(SOURCE MATERIAL Opens)

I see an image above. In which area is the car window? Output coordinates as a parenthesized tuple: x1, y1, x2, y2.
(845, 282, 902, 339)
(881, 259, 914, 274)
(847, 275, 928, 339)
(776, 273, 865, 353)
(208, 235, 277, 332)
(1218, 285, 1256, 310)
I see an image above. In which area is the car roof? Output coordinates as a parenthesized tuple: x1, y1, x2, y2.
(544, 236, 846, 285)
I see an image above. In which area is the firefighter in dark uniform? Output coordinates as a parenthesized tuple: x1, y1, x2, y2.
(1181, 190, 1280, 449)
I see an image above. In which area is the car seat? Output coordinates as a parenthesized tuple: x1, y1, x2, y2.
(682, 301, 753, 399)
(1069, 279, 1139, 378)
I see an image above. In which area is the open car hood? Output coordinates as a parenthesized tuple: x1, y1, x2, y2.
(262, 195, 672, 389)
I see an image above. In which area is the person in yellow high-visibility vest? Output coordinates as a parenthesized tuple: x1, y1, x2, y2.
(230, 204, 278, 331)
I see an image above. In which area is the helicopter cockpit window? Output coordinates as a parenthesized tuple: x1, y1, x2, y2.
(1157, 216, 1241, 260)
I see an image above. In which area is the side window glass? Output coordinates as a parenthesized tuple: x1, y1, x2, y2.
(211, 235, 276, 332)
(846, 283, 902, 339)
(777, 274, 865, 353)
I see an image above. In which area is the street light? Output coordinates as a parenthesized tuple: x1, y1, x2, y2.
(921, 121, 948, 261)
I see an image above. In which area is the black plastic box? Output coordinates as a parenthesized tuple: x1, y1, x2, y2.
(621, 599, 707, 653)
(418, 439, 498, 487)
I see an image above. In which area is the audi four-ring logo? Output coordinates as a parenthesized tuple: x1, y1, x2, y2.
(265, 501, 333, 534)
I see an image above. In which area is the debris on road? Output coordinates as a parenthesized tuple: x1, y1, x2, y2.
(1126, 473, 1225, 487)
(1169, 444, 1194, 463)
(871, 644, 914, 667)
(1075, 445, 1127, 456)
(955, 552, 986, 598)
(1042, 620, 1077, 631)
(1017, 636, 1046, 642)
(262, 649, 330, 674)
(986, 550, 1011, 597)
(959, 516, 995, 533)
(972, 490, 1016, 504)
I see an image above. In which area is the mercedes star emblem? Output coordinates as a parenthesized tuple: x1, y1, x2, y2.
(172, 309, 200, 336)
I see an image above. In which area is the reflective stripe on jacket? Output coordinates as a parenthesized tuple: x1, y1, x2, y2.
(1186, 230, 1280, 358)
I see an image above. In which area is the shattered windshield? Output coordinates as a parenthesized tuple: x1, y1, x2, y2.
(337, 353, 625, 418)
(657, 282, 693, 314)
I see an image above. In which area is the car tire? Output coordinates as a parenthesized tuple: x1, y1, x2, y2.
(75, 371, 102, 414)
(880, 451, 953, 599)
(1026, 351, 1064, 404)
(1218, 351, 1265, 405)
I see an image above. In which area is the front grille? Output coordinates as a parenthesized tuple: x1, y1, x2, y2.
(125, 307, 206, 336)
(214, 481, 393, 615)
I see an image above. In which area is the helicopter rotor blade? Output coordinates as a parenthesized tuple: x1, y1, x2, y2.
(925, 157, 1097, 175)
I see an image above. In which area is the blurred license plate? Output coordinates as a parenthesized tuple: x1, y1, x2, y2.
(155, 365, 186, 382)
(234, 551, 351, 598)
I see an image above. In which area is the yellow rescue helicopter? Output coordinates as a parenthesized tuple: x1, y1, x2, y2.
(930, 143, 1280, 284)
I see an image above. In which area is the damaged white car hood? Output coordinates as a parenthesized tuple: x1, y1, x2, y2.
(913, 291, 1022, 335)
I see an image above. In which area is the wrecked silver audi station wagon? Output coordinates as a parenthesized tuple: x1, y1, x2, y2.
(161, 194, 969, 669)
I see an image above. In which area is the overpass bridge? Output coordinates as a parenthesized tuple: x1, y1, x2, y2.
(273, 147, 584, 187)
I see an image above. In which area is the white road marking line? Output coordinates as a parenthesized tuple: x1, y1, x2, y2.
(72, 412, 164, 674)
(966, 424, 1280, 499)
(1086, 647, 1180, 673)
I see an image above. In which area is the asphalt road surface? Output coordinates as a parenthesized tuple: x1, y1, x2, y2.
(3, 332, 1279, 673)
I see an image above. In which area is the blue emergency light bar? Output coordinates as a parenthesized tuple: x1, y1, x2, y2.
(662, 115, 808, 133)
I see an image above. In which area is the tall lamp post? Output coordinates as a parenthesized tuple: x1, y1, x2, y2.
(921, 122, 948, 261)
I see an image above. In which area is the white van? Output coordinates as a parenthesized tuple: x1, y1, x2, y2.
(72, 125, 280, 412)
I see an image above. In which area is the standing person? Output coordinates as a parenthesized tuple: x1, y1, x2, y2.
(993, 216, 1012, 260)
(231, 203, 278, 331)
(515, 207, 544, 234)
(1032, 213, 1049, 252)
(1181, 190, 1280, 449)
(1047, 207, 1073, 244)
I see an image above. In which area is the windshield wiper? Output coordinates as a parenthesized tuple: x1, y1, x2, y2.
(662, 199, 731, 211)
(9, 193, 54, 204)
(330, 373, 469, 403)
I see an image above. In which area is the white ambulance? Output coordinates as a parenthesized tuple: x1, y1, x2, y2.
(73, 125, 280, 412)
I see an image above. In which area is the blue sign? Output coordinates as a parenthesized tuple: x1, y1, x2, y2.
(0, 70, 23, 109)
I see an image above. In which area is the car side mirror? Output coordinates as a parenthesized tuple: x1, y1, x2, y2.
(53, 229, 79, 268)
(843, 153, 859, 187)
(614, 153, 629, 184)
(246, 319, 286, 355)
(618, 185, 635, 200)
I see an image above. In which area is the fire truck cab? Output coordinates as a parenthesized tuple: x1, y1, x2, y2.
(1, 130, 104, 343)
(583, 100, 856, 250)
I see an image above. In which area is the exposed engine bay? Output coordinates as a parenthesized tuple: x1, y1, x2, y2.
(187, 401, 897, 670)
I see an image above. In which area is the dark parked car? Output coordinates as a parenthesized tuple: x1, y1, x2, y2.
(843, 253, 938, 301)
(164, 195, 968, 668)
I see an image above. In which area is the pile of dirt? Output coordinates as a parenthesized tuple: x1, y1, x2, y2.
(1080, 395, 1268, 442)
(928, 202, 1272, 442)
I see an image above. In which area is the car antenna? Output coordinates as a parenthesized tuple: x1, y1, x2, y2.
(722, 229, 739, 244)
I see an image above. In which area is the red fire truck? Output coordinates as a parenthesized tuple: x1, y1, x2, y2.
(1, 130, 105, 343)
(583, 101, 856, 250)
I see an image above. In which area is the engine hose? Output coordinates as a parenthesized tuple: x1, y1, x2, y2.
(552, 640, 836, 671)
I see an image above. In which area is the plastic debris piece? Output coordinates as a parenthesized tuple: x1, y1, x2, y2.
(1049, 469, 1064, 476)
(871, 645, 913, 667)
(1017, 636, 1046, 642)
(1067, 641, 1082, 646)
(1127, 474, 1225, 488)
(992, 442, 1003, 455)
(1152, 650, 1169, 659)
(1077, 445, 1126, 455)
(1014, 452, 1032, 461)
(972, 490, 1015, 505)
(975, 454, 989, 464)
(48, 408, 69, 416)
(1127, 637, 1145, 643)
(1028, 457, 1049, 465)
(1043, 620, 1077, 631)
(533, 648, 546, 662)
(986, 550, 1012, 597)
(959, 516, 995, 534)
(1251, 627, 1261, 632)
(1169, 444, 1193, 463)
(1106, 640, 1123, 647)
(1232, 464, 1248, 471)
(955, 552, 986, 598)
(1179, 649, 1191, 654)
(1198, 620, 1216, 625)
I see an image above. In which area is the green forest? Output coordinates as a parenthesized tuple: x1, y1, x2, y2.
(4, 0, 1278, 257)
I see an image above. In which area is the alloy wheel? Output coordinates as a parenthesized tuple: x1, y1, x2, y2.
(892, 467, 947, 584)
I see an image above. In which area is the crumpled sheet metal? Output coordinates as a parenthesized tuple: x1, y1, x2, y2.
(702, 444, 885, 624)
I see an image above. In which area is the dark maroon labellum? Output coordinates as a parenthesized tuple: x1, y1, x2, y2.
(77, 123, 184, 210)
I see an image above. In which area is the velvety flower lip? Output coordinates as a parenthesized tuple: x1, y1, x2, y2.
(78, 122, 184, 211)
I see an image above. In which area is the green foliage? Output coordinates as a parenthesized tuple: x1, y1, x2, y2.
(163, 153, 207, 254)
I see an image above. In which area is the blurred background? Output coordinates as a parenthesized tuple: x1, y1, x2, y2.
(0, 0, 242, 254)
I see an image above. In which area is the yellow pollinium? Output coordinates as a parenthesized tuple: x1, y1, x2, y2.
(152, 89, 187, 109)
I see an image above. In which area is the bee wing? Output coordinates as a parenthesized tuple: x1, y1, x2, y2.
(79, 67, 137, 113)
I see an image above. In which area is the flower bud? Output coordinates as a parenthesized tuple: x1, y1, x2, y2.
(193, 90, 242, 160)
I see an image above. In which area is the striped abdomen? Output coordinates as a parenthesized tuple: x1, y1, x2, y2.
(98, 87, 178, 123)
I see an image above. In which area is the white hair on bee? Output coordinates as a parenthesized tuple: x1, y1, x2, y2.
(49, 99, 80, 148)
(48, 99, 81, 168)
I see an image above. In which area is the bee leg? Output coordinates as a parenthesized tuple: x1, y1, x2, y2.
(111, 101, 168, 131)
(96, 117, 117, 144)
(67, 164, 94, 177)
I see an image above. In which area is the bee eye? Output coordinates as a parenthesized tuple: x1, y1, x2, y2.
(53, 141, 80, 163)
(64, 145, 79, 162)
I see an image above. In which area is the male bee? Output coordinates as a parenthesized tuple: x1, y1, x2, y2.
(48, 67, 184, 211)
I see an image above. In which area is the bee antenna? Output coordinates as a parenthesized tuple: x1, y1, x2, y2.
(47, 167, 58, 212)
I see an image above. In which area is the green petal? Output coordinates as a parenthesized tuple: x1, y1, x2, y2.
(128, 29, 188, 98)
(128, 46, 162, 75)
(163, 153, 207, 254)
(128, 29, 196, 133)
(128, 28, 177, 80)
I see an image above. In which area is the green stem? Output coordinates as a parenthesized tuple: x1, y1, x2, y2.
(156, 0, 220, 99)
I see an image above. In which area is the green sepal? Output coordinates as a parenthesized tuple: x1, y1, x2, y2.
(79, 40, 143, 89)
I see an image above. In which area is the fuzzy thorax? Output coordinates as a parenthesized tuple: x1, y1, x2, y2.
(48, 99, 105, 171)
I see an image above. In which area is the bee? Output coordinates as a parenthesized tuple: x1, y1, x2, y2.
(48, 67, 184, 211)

(SOURCE MATERIAL Closes)

Could you reproduce the lines above, from the one that holds "the white hair" through the last, exactly as they stand?

I see an image above. In which area is the white hair on bee? Output coordinates as a parenthesized tuple: x1, y1, x2, y2.
(49, 99, 80, 148)
(48, 99, 81, 168)
I see an image above. In which area is the bee leg? Output coordinates as a parenthesized tuple: x1, y1, x2, y2.
(111, 101, 168, 131)
(96, 117, 117, 144)
(67, 164, 94, 177)
I see an image above. In which area is the bee eye? Output coordinates as a parenthesized tuple: x1, y1, x2, y2.
(53, 141, 80, 163)
(64, 145, 79, 162)
I see an image above. In which area is the male bee? Output coordinates as a parenthesized tuple: x1, y1, x2, y2.
(48, 67, 184, 211)
I see an image above. In which area is the bee antenna? Output coordinates as a parenthesized tuple: x1, y1, x2, y2.
(47, 167, 58, 212)
I see an image above. In which area is the green petal? Output coordinates as a parenthesized tuple: x1, y1, x2, y2.
(128, 29, 188, 98)
(128, 46, 162, 75)
(163, 153, 207, 254)
(128, 29, 196, 133)
(128, 28, 177, 80)
I see an image above. In which area is the green stem? Output coordinates as a parenthesized tuple: x1, y1, x2, y2.
(156, 0, 220, 99)
I see an image above. In which area is the green sepal? Output coordinates as a parenthesized tuple: x1, y1, x2, y2.
(79, 40, 143, 89)
I see an image above. In which area is the fuzzy thorax? Output coordinates as a parenthesized tuple: x1, y1, x2, y2.
(48, 99, 105, 171)
I see an image above. In which area is the bee? Output coordinates as a parenthesized tuple: x1, y1, x2, y2.
(48, 67, 184, 211)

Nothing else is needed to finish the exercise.